++++ SUPPLIED MATERIAL ++++

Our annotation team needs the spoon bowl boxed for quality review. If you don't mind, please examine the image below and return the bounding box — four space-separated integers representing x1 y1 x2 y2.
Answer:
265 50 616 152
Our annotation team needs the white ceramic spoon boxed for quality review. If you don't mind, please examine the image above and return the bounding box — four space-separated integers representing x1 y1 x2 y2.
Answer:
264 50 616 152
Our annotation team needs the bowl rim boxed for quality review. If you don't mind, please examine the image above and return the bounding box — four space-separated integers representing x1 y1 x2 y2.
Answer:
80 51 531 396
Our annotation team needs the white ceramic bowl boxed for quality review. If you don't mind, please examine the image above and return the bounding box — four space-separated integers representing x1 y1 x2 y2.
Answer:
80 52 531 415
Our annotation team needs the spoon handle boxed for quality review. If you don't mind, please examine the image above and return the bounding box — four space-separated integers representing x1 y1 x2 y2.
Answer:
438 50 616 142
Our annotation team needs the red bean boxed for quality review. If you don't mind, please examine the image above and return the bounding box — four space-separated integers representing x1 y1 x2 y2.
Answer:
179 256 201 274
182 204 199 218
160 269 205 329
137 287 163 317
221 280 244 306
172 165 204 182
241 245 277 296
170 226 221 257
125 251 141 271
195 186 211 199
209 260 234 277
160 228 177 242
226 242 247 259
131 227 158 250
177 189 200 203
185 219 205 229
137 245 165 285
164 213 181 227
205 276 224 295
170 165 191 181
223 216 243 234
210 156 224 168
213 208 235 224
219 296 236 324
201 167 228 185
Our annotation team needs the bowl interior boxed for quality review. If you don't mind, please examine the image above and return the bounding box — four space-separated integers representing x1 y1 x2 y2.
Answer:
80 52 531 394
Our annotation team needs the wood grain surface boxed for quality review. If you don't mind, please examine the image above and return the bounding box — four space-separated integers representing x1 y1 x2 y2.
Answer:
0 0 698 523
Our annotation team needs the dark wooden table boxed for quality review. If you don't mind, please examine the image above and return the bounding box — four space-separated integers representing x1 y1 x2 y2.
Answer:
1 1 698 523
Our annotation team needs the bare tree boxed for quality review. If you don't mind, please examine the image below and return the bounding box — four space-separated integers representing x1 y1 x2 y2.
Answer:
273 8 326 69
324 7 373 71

++++

* [WHAT TO WORK ON]: On how many lines of the material does the word "boxed" appear? Reply with the number alone.

* [EXERCISE SOLUTION]: 10